> **PASSAGE DU TEXTE**:
La méditation antistress
Dans l’arsenal des méthodes de gestion du stress, le bouddhisme, ou plutôt la méditation bouddhiste, a désormais sa place. Détachée de tout environnement moral, religieux ou spirituel, la méditation permettrait de résoudre une multitude de troubles physiques et psychologiques. La littérature consacrée aux bienfaits de la méditation ne cesse de grossir relayée par les magazines de psychologie et de bien-être. Mais ces livres et ces articles parlent davantage de notre condition actuelle que de méditation, en révélant en creux les souffrances et les malaises du monde contemporain. Dans leurs formules simplificatrices, les articles de presse le montrent tout particulièrement. Un grand magazine français titrait récemment « Méditer, le meilleur des antistress ». Nous devrions d’abord lire cette littérature pour ce qu’elle dit de nous.

> **EXERCICE PROPOSÉ 1**:
Repérez dans les enregistrements chaque ligne où figure le mot « paved », puis recopiez ces lignes.

Entrées de pointage et d'étiquetage:
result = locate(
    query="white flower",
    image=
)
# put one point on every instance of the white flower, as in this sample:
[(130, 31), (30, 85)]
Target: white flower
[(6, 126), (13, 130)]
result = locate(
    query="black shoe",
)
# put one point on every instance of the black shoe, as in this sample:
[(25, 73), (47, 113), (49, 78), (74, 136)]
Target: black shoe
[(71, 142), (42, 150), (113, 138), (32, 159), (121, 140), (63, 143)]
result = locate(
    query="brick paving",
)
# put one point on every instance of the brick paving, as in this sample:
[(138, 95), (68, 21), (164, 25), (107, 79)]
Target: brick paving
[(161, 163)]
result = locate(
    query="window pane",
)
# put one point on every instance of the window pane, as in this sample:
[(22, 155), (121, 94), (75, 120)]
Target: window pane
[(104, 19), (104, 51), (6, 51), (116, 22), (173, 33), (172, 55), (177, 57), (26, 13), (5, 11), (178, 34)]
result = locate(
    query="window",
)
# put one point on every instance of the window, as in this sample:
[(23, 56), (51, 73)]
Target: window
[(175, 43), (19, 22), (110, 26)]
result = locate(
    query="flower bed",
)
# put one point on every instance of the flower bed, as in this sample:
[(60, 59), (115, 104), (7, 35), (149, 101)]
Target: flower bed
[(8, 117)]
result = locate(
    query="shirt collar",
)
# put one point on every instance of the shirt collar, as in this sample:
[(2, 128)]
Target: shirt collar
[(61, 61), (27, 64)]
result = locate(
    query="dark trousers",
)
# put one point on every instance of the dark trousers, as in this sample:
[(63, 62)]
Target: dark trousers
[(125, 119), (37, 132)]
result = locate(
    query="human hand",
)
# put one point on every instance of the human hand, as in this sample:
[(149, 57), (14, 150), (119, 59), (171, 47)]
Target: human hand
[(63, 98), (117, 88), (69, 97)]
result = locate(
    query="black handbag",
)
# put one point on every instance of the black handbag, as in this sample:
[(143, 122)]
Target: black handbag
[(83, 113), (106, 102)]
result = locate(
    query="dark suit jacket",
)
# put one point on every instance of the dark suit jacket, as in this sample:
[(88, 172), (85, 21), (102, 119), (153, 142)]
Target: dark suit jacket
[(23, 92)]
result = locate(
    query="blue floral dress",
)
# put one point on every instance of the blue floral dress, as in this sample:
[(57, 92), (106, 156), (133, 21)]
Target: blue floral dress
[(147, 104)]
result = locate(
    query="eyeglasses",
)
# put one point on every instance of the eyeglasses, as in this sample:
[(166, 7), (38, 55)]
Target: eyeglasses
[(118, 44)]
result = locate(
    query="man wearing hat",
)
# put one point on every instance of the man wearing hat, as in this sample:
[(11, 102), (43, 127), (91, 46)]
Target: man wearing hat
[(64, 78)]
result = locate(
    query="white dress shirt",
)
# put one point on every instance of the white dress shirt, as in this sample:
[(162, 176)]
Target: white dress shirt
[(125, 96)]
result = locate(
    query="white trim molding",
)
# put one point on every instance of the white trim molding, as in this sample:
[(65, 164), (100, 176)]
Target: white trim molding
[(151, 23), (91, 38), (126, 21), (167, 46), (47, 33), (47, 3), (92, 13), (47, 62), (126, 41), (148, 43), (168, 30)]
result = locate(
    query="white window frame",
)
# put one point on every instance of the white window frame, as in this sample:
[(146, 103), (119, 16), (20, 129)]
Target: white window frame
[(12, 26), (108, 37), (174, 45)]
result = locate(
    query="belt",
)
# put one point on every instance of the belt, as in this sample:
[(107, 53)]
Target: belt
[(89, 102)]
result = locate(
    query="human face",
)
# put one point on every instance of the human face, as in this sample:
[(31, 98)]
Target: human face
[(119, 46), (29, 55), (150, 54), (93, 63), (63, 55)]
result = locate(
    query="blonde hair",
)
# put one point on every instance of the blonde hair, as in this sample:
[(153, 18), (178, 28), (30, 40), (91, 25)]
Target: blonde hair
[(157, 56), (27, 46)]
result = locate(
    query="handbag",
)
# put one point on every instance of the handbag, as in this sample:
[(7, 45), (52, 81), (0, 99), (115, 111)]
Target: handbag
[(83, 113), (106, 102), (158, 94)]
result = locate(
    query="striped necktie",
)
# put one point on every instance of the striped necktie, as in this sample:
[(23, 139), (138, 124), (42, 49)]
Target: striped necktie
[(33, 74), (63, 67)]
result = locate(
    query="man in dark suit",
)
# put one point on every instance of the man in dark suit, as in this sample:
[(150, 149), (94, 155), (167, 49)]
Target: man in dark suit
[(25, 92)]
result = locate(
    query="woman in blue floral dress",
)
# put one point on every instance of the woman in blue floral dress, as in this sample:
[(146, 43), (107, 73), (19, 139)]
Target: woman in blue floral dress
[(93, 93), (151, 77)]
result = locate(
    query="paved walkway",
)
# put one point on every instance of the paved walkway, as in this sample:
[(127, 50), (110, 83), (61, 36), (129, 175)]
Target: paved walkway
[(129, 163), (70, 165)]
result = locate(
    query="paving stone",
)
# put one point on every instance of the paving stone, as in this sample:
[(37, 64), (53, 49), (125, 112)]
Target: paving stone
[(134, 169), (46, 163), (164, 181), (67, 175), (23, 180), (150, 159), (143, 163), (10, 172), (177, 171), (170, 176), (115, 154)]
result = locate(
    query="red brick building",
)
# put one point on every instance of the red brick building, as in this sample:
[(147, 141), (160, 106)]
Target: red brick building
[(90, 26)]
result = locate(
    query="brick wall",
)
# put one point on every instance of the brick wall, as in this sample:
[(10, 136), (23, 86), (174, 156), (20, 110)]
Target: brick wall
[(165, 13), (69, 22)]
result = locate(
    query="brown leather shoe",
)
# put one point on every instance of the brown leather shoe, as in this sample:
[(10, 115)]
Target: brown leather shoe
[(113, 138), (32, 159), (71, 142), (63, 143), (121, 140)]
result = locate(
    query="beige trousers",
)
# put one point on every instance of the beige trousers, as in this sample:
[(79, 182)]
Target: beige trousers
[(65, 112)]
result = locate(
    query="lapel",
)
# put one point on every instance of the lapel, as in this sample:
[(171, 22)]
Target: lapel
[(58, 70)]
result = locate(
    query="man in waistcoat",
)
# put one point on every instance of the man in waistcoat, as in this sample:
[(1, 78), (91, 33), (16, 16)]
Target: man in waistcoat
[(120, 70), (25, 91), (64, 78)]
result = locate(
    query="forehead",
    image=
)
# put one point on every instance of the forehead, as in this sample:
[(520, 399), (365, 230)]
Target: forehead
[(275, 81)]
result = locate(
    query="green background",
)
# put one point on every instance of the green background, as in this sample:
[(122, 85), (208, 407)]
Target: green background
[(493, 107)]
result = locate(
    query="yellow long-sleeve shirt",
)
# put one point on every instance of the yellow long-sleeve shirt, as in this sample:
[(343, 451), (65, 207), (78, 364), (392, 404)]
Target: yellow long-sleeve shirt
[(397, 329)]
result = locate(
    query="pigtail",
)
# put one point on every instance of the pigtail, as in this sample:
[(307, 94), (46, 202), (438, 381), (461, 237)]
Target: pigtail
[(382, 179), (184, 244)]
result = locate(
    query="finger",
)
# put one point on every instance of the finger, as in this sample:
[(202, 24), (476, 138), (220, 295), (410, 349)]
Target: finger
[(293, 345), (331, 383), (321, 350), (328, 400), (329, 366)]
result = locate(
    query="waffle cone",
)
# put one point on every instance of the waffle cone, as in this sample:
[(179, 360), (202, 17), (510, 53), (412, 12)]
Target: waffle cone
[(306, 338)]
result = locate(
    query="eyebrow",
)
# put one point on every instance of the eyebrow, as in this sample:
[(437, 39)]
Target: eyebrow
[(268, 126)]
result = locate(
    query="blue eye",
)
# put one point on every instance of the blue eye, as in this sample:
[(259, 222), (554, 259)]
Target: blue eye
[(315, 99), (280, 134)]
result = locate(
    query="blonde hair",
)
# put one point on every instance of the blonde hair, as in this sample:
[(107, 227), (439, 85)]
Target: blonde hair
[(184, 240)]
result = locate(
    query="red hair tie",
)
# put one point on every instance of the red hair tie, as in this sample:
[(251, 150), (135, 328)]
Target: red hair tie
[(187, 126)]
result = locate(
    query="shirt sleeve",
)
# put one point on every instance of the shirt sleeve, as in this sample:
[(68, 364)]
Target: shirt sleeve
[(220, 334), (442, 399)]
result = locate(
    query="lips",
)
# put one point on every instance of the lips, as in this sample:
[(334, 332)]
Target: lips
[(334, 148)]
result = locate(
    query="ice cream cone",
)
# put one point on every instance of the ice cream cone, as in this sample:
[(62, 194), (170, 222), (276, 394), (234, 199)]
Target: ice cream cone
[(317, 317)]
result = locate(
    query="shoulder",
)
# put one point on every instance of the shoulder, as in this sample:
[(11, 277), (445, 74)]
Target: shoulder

> **EXERCICE PROPOSÉ 2**:
Résumez en deux phrases le passage sur la méditation antistress.

> **RÉPONSE COMPLÈTE 1**:
    query="paved walkway",
# put one point on every instance of the paved walkway, as in this sample:
Target: paved walkway

> **RÉPONSE COMPLÈTE 2**:
Détachée de tout environnement moral, religieux ou spirituel, la méditation bouddhiste a désormais sa place parmi les méthodes de gestion du stress, et la littérature qui vante ses bienfaits ne cesse de grossir, relayée par les magazines de psychologie et de bien-être. Ces livres et ces articles, surtout les articles de presse avec leurs formules simplificatrices, parlent davantage des souffrances et des malaises du monde contemporain que de méditation, si bien qu'il faudrait d'abord les lire pour ce qu'ils disent de nous.